Text block -

So I made a pack file module, like in BGT.
So far it works nicely. It can add and extract files. It also encrypts the pack data with a key, so that people don't get a hold of it. It uses zlib to compress the data, because it was easy to add and it might help with the size a bit.
The full documentation and the code is at:
http://www.noplacelikehere.net/pythonstuff
The documentation is right below the download link, so don't miss it.
The download link is really, really easy to find, it's the only link on the page besides the navigation bar, big_smile
Please tell me how useful or otherwise this pack file is and if it should do something differently.

2019-04-09 00:18:48

See, that is something I don’t understand. If I encrypt my sounds, how can I play them without extracting them to a file directory?  If I can just access the folder, why can’t the normal user not do that?

2019-04-09 05:47:18 (edited by Ethin 2019-04-09 06:23:48)

Goal A -
Do these statements agree with the pack file thread? Answer yes or no for each, and quote the words from the thread that decide it.
(i) The module compresses the data with zlib.
(ii) The documentation is on a different page from the download link.
(iii) The pack data is encrypted with a key.
Goal B -
Using the pack file thread, answer each question on its own line:
(i) What two things can the module do with files?
(ii) Not counting the navigation bar, how many links does the page have?
(iii) When playing encrypted sounds, what does the second poster want to avoid?
Goal C -
Carry on the pack file thread from where it stops.

Information provided -
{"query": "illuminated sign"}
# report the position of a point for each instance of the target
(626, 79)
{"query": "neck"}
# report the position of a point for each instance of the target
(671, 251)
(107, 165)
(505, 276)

Task result A -
(i) Yes: "It uses zlib to compress the data"
(ii) No: "The documentation is right below the download link"
(iii) Yes: "It also encrypts the pack data with a key"

Task result B -
(i) Add and extract them.
(ii) One, the download link.
(iii) Extracting them to a file directory.

Task result C -
@2, if your not going through an intermediary like this library, pretty much every crypto library offers a way to decrypt encrypted data streams into RAM without dumping stuff on the disk. It won't stop someone from freezing the execution of the python interpreter and extracting the key but it will stop the casual FS snooper who just wants your decrypted sounds and knows where the game puts them. That is, of course, depending on if the person has the know-how to figure out where the game extracts its sounds to.
Looking through this code, I've noticed several issues with the code already:
* You use a hardcoded nonce! Don't do this! Ever! Pull from os.urandom()!
* Not really sure why you use a hardcoded zlib compression level... definitely not major, but it takes control away from the user. (Don't let the user give you a nonce; assume that all your users are stupid idiots, even if they aren't.)
* You call print() in get_closest_offset(). What exactly are you trying to accomplish with that? You do know that the value of num and valueffaf will be printed side-by-side to sys.stdout, right?
* You have an add() method. Why? This is entirely unnecessary here, since add_file() does what your intending, so your imposing an unnecessary amount of overhead. Furthermore, you check file.__class__.__name__. Keep in mind that when doing type checks, you have type(), which I'd say is (probably) far more reliable than checking file.__class__.__name__.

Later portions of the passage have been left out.